What the task asks: Repeat the data below with no changes.

(Saved entries)
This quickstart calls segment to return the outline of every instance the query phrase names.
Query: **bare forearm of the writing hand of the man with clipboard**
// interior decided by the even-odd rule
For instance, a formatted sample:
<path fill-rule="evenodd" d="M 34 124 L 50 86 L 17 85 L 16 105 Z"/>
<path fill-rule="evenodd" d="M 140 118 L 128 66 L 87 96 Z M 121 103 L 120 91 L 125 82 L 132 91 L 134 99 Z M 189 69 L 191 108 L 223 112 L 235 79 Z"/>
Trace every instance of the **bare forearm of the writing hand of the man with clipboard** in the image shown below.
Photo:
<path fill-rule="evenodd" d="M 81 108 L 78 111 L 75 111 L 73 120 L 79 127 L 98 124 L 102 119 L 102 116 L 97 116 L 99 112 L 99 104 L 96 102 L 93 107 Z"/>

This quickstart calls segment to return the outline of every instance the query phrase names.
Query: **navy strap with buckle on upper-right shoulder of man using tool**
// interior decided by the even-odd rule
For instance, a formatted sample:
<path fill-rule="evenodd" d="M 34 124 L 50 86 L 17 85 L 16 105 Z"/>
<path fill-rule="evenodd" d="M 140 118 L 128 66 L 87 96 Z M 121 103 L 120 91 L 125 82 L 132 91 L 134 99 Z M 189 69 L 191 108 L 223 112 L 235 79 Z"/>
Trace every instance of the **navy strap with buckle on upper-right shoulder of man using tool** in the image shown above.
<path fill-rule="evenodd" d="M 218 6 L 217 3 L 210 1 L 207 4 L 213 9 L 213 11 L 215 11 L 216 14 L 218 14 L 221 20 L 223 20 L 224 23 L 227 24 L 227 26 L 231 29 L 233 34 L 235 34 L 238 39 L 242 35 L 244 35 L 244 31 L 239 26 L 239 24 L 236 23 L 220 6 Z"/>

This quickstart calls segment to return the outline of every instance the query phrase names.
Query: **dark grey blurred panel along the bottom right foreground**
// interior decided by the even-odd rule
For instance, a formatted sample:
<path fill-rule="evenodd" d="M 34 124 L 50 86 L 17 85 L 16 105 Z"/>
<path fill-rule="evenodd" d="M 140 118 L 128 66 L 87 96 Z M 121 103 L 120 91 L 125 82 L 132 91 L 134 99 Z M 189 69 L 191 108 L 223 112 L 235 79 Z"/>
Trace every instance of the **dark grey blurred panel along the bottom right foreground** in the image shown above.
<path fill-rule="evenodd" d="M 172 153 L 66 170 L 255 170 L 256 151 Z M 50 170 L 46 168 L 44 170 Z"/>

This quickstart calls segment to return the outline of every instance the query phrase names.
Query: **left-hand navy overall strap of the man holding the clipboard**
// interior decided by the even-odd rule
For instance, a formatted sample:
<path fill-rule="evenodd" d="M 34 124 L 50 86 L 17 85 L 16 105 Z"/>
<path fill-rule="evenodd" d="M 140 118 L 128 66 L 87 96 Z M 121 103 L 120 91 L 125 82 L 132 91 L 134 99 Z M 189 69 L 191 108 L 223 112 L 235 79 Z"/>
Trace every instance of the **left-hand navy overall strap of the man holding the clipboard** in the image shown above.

Task result:
This quickstart calls segment to return the outline of every instance the query phrase names.
Query: **bare forearm of the writing hand of the man with clipboard**
// interior decided by the even-odd rule
For instance, a formatted sample:
<path fill-rule="evenodd" d="M 34 124 L 50 86 L 17 85 L 16 105 Z"/>
<path fill-rule="evenodd" d="M 140 118 L 128 66 L 87 96 Z M 121 103 L 120 91 L 125 82 L 132 91 L 134 99 Z M 189 69 L 191 108 L 223 112 L 235 79 Z"/>
Trace every instance of the **bare forearm of the writing hand of the man with clipboard** in the image shown below.
Photo:
<path fill-rule="evenodd" d="M 81 108 L 78 111 L 75 111 L 73 120 L 79 127 L 98 124 L 102 119 L 102 116 L 97 116 L 99 112 L 99 104 L 96 102 L 93 107 Z"/>

This quickstart calls segment to return the outline of every instance the query phrase names.
Query: **navy strap with buckle on upper-right shoulder of man using tool**
// interior decided by the even-odd rule
For instance, a formatted sample:
<path fill-rule="evenodd" d="M 34 124 L 50 86 L 17 85 L 16 105 Z"/>
<path fill-rule="evenodd" d="M 140 118 L 128 66 L 87 96 Z M 121 103 L 120 91 L 125 82 L 132 91 L 134 99 Z M 189 69 L 191 108 L 223 112 L 235 79 Z"/>
Trace every instance of the **navy strap with buckle on upper-right shoulder of man using tool** in the image shown above.
<path fill-rule="evenodd" d="M 218 6 L 217 3 L 210 1 L 207 4 L 213 9 L 213 11 L 215 11 L 216 14 L 218 14 L 221 20 L 223 20 L 224 23 L 227 24 L 227 26 L 231 29 L 233 34 L 235 34 L 238 39 L 242 35 L 244 35 L 244 31 L 239 26 L 239 24 L 236 23 L 220 6 Z"/>

This quickstart calls segment to return the outline of every instance the query phrase names.
Query: **dark grey blurred panel along the bottom right foreground**
// interior decided by the even-odd rule
For instance, a formatted sample:
<path fill-rule="evenodd" d="M 34 124 L 50 86 L 17 85 L 16 105 Z"/>
<path fill-rule="evenodd" d="M 140 118 L 128 66 L 87 96 Z M 121 103 L 120 91 L 125 82 L 132 91 L 134 99 Z M 189 69 L 191 108 L 223 112 L 235 79 Z"/>
Trace every instance of the **dark grey blurred panel along the bottom right foreground** in the image shown above.
<path fill-rule="evenodd" d="M 172 153 L 66 170 L 255 170 L 256 151 Z M 50 170 L 46 168 L 44 170 Z"/>

This quickstart calls segment to return the outline of every instance the query phrase names.
Query: **left-hand navy overall strap of the man holding the clipboard**
// interior decided by the even-odd rule
For instance, a formatted sample:
<path fill-rule="evenodd" d="M 34 124 L 50 86 L 17 85 L 16 105 Z"/>
<path fill-rule="evenodd" d="M 140 118 L 128 66 L 87 96 Z M 121 103 L 120 91 L 125 82 L 132 91 L 134 99 Z M 189 69 L 191 108 L 223 112 L 235 79 Z"/>
Trace every instance of the **left-hand navy overall strap of the man holding the clipboard** in the image shown above.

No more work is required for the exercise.